Der Mindestlohn ist das zentrale Thema der Gewerkschaften im Wahlkampf – begleitet von einer Online-Kampagne. politik-digital.de hat sich die Portale der Arbeitnehmervertreter einmal genauer angesehen. Und glücklicherweise aus dem Webseiten-Dschungel wieder herausgefunden.
Ziemlich genau zehn Prozent der Wahlberechtigten zur Bundestagswahl sind im Deutschen Gewerkschaftsbund (DGB) organisiert. Enormes Potenzial zur Mobilisierung für die eigenen Forderungen. Dabei darf das Internet im Wahlkampfjahr 2009 nicht fehlen – und die Gewerkschafter nutzen es in zahlreichen Varianten.
Botschaft einfach – Struktur kompliziert
"Deutschland braucht den Mindestlohn" prangt auf der Seite des Portals mindestlohn.de. Die Wahlkampfbotschaft des DGB ist überschaubar, weniger dagegen der Umfang der Online-Kampagne. Zu dieser zählen nämlich auch noch zahlreiche weitere Seiten. Zumindest könnte man diesen Eindruck aufgrund von Verlinkungen und Äußerungen der Verantwortlichen gewinnen.
Wir starten auf der Seite mindestlohn.de des DGB. Von hier aus führt uns ein Link in eine "Virtuelle Ausstellung" zum Thema Niedriglohn in Deutschland. Dort wiederum ist auch ein Blog zur Domain mindestlohn.de aufgeführt. Dieser wird allerdings nicht vom DGB sondern von ver.di und der Gewerkschaft Nahrung-Genuss-Gaststätten (NGG) betrieben. Im Blog findet man wieder bisher nicht gekannte Seiten verlinkt. Diesmal mindestlohn09.de und initiative-mindestlohn.de. Beide werden wiederum von ver.di und der NGG unterhalten. Von dort gelangt man dann auch wieder auf die Virtuelle Ausstellung des DGB.

-- Aufgaben --
a) Schreiben Sie aus dem Lesetext den Abschnitt ab, der bei den Worten „Wir starten auf“ einsetzt und nach „Ausstellung des DGB.“ aufhört.
b) Stimmen diese Aussagen mit dem Lesetext überein: (i) Rund zehn Prozent der Wahlberechtigten zur Bundestagswahl sind im DGB organisiert. (ii) Der Blog zur Domain mindestlohn.de wird vom DGB betrieben. (iii) Die Seite initiative-mindestlohn.de wird von ver.di und der NGG unterhalten. Antworten Sie jeweils mit ja oder nein und zitieren Sie die ausschlaggebenden Worte.
Die Daten werden hierfür nicht benötigt.

-- Die Daten --
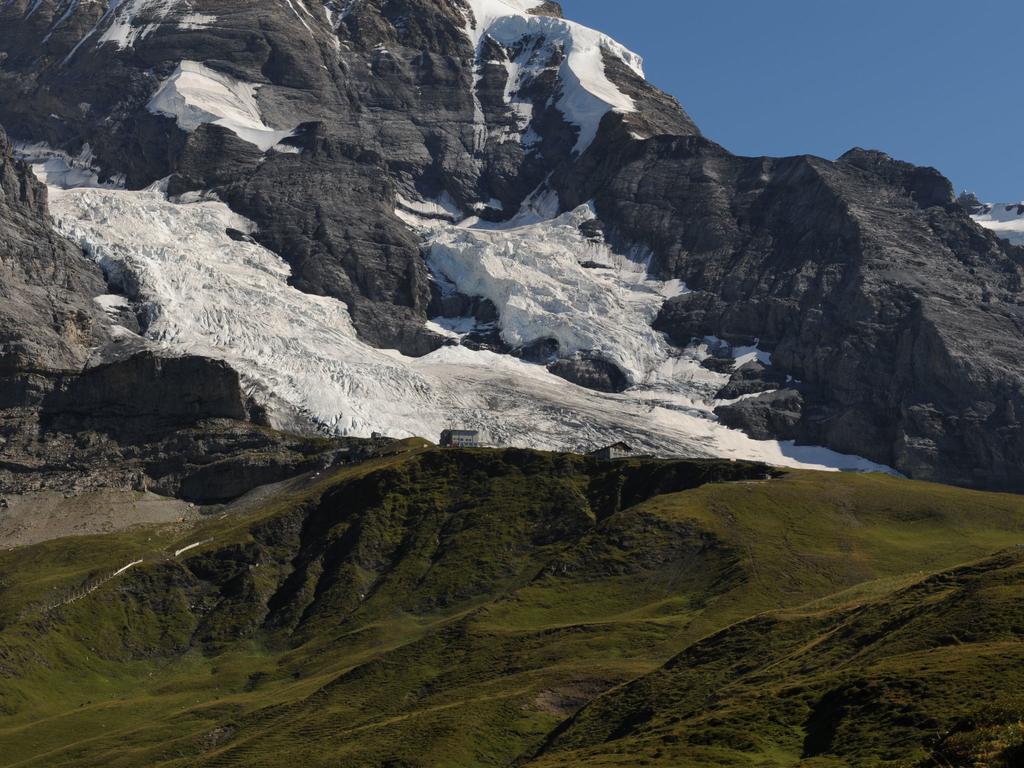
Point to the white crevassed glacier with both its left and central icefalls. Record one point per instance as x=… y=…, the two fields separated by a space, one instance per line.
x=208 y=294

* * *

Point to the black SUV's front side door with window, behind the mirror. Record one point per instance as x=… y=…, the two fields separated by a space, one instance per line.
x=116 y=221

---

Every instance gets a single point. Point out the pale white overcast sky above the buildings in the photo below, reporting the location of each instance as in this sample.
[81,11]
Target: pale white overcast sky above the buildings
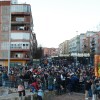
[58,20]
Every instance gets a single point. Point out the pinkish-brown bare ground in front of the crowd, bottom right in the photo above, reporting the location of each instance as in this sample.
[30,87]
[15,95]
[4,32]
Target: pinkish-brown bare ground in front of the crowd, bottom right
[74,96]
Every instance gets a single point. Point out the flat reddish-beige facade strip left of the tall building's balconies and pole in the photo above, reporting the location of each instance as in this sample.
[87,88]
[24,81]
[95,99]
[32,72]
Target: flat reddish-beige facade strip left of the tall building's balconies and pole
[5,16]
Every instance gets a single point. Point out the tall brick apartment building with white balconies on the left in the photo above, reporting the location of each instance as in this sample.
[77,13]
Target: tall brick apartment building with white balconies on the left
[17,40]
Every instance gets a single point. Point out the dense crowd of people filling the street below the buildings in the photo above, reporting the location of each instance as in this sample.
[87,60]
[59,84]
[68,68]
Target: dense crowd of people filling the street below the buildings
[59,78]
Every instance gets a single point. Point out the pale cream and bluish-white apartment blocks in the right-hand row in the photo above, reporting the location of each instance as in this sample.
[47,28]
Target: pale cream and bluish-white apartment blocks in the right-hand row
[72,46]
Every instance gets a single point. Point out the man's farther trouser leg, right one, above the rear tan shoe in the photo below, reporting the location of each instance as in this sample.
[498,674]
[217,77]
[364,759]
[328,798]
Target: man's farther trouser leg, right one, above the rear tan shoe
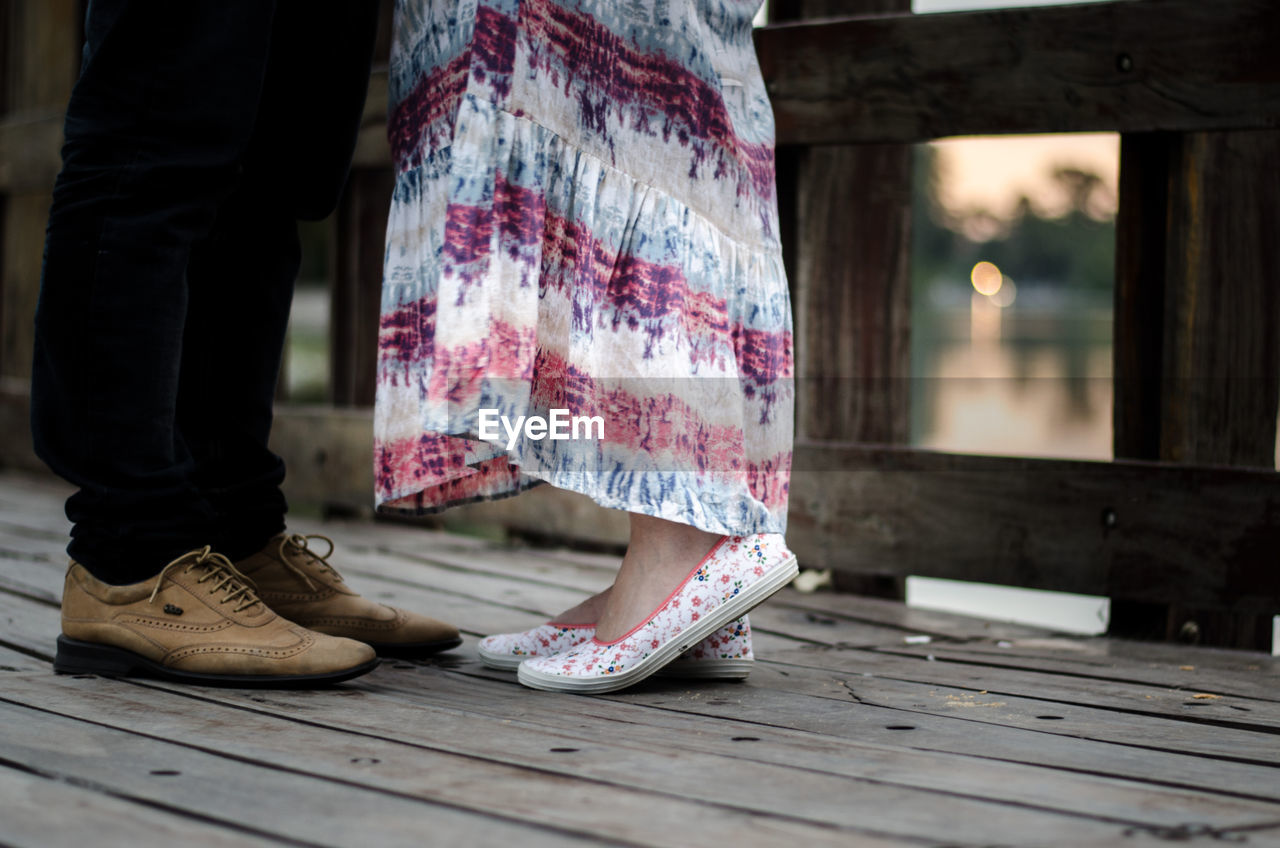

-- Lösungen --
a)
Wir starten auf der Seite mindestlohn.de des DGB. Von hier aus führt uns ein Link in eine "Virtuelle Ausstellung" zum Thema Niedriglohn in Deutschland. Dort wiederum ist auch ein Blog zur Domain mindestlohn.de aufgeführt. Dieser wird allerdings nicht vom DGB sondern von ver.di und der Gewerkschaft Nahrung-Genuss-Gaststätten (NGG) betrieben. Im Blog findet man wieder bisher nicht gekannte Seiten verlinkt. Diesmal mindestlohn09.de und initiative-mindestlohn.de. Beide werden wiederum von ver.di und der NGG unterhalten. Von dort gelangt man dann auch wieder auf die Virtuelle Ausstellung des DGB.

b)
(i) Ja: „Ziemlich genau zehn Prozent der Wahlberechtigten zur Bundestagswahl sind im Deutschen Gewerkschaftsbund (DGB) organisiert.“
(ii) Nein: „Dieser wird allerdings nicht vom DGB sondern von ver.di und der Gewerkschaft Nahrung-Genuss-Gaststätten (NGG) betrieben.“
(iii) Ja: „Beide werden wiederum von ver.di und der NGG unterhalten.“